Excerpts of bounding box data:
# # #

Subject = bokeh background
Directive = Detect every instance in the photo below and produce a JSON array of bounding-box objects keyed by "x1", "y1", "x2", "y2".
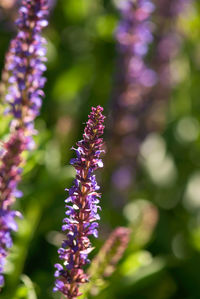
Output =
[{"x1": 0, "y1": 0, "x2": 200, "y2": 299}]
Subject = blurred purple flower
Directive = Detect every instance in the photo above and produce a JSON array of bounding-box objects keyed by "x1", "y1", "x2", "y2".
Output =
[
  {"x1": 0, "y1": 130, "x2": 27, "y2": 286},
  {"x1": 4, "y1": 0, "x2": 48, "y2": 144},
  {"x1": 54, "y1": 106, "x2": 105, "y2": 298},
  {"x1": 0, "y1": 0, "x2": 48, "y2": 286}
]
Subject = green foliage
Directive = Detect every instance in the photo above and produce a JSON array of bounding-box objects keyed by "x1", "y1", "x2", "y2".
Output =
[{"x1": 0, "y1": 0, "x2": 200, "y2": 299}]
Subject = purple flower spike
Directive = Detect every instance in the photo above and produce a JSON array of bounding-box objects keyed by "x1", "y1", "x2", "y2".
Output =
[
  {"x1": 0, "y1": 0, "x2": 48, "y2": 286},
  {"x1": 3, "y1": 0, "x2": 48, "y2": 142},
  {"x1": 0, "y1": 130, "x2": 27, "y2": 286},
  {"x1": 53, "y1": 106, "x2": 105, "y2": 299}
]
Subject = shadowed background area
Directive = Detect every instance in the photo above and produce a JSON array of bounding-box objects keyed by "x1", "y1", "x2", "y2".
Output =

# # #

* [PROBLEM TO WORK ON] Copy out all the lines above word for word, but leave out the pictures.

* [FINAL RESULT]
Subject = bokeh background
Directive = Detect every instance in the photo below and produce a JSON array of bounding-box objects keyed by "x1", "y1", "x2", "y2".
Output =
[{"x1": 0, "y1": 0, "x2": 200, "y2": 299}]
Subject = blurred purple flower
Directive = Detect every instance in the photo above and produce a JSON array of bounding-box objects keyed by "x1", "y1", "x2", "y2".
Output =
[
  {"x1": 0, "y1": 130, "x2": 27, "y2": 286},
  {"x1": 4, "y1": 0, "x2": 48, "y2": 144},
  {"x1": 54, "y1": 106, "x2": 105, "y2": 298},
  {"x1": 0, "y1": 0, "x2": 48, "y2": 286}
]
Subject = green foliage
Directive = Detect every instance in the photo above and produce a JSON array of bounding-box objects keyed by "x1", "y1", "x2", "y2".
Output =
[{"x1": 0, "y1": 0, "x2": 200, "y2": 299}]
Subject = purple flower spike
Directive = Detect every instance in the photo above and produce a JSON array of bounding-box objects keyed by "x1", "y1", "x2", "y2".
Output =
[
  {"x1": 0, "y1": 0, "x2": 48, "y2": 286},
  {"x1": 3, "y1": 0, "x2": 48, "y2": 142},
  {"x1": 0, "y1": 130, "x2": 27, "y2": 286},
  {"x1": 53, "y1": 106, "x2": 105, "y2": 299}
]
Subject = shadowed background area
Directive = Detect every instance in the photo above and produce a JSON array of bounding-box objects keyed by "x1", "y1", "x2", "y2".
Output =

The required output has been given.